#### [Required actions]
1 > In the text on AI and work, how long did the field study at the US tech company last?
2 > Rewrite the paragraph of the text on AI and work that begins "Boundaries blurred because" as a short bulleted list that keeps its main facts.
3 > Continue the text on AI and work, starting after its last sentence.

#### [Text for analysis]

+--

The firm says the review focused on “rethinking” work delivery through AI, efficiency work, and investment in roles tied to client needs, with outcomes subject to local consultation.

For years, AI job-loss talk in big law mostly centered on fee-earning lawyers rather than support teams. Here, the reported scope spans core staff functions like IT, knowledge, admin, DEI, learning, secretarial, marketing, and design.

📡 A viral new study from Harvard Business Review on AI’s effect on office work

A 8-month field study at a US tech company with about 200 employees found that AI use did not shrink work, it intensified it, and made employees busier.

Task expansion happened because AI filled in gaps in knowledge, so people started doing work that used to belong to other roles or would have been outsourced or deferred. That shift created extra coordination and review work for specialists, including fixing AI-assisted drafts and coaching colleagues whose work was only partly correct or complete.

Boundaries blurred because starting became as easy as writing a prompt, so work slipped into lunch, meetings, and the minutes right before stepping away. Multitasking rose because people ran multiple AI threads at once and kept checking outputs, which increased attention switching and mental load. Over time, this faster rhythm raised expectations for speed through what became visible and normal, even without explicit pressure from managers.

+--

#### [Available data]
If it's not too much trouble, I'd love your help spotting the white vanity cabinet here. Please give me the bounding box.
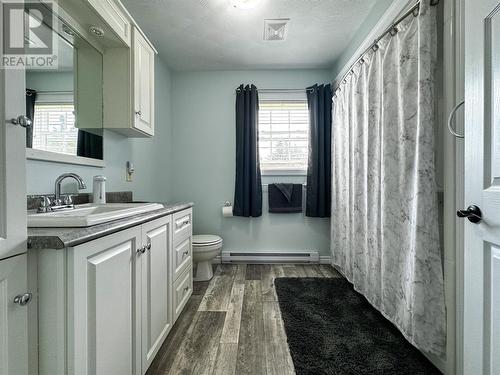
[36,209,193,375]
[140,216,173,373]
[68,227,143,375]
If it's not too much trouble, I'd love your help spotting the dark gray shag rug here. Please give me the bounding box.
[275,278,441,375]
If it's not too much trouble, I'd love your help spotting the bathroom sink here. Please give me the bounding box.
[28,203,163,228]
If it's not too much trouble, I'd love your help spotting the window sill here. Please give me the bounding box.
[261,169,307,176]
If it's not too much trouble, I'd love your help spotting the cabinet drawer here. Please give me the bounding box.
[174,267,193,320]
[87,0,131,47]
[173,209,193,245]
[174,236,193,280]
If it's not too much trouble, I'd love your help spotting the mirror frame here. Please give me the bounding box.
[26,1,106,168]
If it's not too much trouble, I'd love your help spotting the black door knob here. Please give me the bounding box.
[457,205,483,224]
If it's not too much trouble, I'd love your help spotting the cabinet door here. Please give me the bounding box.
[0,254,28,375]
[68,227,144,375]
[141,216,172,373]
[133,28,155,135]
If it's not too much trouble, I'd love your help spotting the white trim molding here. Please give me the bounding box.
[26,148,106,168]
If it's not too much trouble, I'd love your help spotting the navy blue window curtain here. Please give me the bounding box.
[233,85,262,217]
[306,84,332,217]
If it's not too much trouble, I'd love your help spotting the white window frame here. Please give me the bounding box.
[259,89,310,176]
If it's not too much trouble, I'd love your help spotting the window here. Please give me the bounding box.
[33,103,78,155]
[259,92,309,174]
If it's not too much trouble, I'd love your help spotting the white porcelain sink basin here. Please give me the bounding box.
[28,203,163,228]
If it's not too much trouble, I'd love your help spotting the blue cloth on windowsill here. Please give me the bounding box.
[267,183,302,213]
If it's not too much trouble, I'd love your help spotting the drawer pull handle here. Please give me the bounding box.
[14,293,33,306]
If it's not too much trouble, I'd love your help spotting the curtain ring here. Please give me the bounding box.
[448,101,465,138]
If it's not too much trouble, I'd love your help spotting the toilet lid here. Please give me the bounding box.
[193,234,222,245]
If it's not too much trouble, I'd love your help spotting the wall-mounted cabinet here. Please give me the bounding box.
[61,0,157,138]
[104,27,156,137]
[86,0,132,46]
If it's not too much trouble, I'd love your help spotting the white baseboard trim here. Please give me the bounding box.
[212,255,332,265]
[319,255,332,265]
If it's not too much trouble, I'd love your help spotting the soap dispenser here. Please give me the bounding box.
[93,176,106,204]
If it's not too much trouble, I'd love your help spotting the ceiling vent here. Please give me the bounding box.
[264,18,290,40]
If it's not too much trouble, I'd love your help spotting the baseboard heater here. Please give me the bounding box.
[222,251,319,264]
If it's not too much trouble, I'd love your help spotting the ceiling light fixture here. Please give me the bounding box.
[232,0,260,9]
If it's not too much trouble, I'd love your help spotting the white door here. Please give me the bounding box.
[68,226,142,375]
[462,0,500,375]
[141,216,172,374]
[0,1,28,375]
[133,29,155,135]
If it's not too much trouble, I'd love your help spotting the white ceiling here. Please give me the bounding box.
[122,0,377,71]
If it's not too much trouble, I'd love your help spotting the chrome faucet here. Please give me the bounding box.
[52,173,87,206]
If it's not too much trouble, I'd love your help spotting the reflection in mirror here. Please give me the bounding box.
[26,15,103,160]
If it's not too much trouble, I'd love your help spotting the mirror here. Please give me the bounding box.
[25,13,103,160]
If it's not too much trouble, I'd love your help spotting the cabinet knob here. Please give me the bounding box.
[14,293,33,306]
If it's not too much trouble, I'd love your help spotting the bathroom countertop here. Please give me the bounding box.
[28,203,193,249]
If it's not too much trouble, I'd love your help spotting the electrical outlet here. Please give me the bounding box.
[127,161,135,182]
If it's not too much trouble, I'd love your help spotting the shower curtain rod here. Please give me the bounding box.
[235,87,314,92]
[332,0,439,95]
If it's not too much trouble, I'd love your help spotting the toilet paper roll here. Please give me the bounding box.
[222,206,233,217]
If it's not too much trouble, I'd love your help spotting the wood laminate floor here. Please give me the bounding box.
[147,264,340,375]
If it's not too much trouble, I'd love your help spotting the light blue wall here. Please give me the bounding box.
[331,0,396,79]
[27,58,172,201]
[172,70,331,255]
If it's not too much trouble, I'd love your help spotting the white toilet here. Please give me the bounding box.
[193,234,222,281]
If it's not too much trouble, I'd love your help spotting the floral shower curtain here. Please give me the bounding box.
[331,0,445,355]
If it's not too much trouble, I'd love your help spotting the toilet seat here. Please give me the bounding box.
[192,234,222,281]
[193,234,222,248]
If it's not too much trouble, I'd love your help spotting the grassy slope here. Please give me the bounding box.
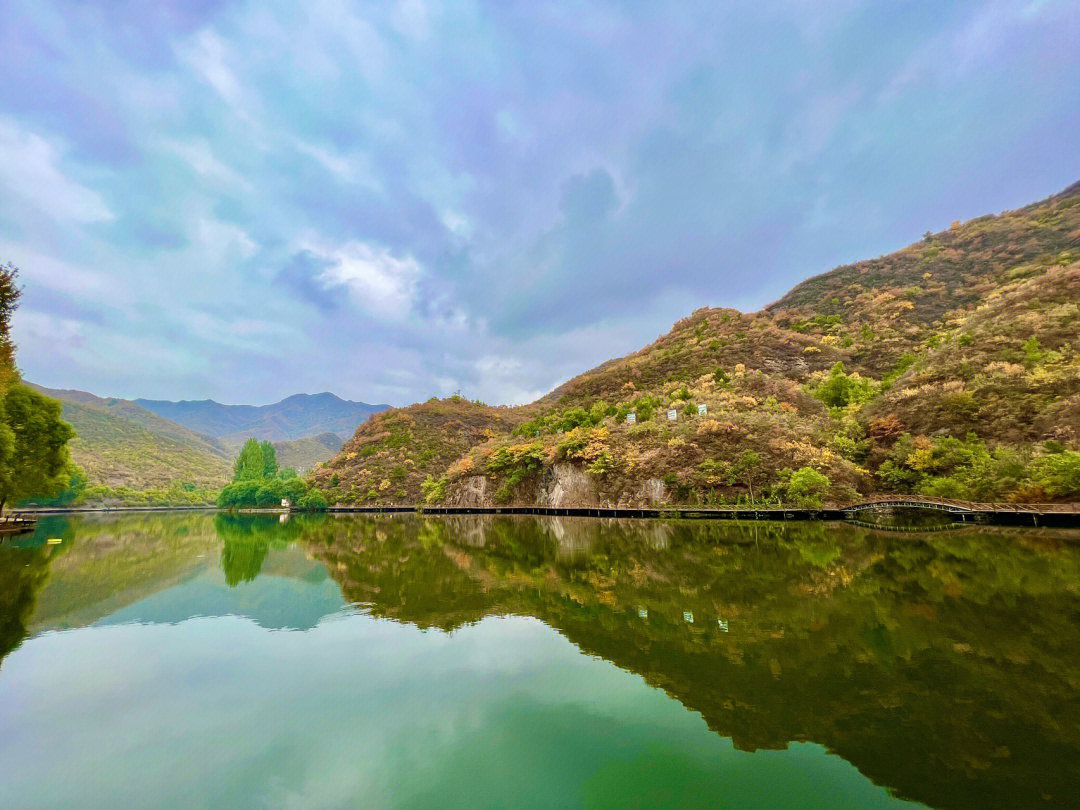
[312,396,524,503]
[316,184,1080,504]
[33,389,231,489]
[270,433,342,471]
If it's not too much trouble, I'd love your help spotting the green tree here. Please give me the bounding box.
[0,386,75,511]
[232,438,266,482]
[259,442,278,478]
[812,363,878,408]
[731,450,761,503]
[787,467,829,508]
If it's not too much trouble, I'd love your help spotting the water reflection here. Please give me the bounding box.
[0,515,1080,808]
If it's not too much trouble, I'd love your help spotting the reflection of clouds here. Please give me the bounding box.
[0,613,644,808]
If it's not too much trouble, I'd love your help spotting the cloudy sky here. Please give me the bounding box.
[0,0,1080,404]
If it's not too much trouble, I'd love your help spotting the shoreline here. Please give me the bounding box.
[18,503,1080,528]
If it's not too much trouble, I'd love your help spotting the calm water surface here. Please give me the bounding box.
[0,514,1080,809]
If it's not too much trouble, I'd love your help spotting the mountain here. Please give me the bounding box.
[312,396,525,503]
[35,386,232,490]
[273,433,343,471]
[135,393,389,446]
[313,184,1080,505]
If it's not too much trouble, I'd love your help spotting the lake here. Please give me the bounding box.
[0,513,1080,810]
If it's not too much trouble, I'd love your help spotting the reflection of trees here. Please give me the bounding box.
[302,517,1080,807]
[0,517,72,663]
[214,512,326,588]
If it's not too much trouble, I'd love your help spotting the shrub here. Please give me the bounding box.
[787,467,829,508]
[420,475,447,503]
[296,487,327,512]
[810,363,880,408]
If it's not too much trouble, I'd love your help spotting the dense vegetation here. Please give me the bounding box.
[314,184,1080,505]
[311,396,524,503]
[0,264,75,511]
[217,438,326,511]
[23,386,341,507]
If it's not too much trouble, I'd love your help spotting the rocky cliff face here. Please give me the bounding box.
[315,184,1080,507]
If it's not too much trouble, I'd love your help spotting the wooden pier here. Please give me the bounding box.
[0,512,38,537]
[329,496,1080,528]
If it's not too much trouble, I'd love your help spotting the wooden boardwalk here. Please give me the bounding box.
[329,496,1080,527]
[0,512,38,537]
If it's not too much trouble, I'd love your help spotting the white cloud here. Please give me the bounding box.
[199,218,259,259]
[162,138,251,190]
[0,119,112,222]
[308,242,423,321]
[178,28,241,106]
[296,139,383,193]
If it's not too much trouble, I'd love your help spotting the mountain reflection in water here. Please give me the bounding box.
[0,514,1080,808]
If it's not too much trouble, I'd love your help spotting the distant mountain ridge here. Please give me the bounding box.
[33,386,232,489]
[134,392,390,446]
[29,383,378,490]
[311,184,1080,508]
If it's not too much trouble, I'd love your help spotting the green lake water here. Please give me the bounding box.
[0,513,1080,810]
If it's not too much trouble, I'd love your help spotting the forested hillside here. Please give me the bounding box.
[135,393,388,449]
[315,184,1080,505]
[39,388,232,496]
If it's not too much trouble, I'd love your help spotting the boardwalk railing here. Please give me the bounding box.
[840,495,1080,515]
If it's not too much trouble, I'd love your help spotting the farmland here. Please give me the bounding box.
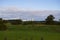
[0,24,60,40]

+--

#### [Solved tasks]
1 > Eight months.

2 >
- Boundaries blurred: starting a task became as easy as writing a prompt, so work crept into lunch, meetings, and the minutes before stepping away.
- Multitasking rose: people ran several AI threads at once and kept checking outputs, which increased attention switching and mental load.
- Expectations for speed rose over time: the faster rhythm became visible and normal, even without explicit pressure from managers.

3 >
Connect with me on X (Twitter)

🛠️ New Stanford paper propose a taxonomy for understanding the mismatch between great benchmark scores and real reasoning weaknesses in LLMs.

It introduces a 2-axis taxonomy that splits reasoning into embodied vs non-embodied, with non-embodied split into informal and formal reasoning.

It also classifies failures as fundamental, application-specific, or robustness issues, so failures can be compared across tasks instead of treated as anecdotes.

Static benchmarks can hide brittleness because semantically equivalent tweaks, like reordering multiple-choice options or renaming code variables, can change the answer.

Fundamental failures are tied to how transformers do next-token prediction, with limited working memory and directional generalization gaps like the reversal curse.

In the reversal curse example, GPT-4 answers “Who is Tom Cruise’s mother?” but fails the reversed question about Mary Lee Pfeiffer’s son.

Application-specific limits show up in domains like social reasoning and planning, where GPT-3.5 answers a false-belief prompt with 95% confidence even when the story makes the belief obviously wrong.

Robustness limits show up when irrelevant details break math word problems or when harmless docstring edits break code generation, even though the underlying task is unchanged.

The survey also flags internally inconsistent rationales, like a physics explanation that says there is no net force while still claiming non-zero acceleration.

Common fixes in the literature include chain-of-thought prompting, retrieval augmentation, training with perturbations, tool integration like simulators, and system-level verification agents.

The taxonomy is useful for evaluators because it encourages measuring stability under controlled perturbations, not just final-answer accuracy.

👨‍🔧 Alibaba launched Qwen-Image-2.0, a single model that handles both text-to-image generation and image editing.

Alibaba’s Qwen team released Qwen-Image-2.0, combining text-to-image and image editing in 1 model.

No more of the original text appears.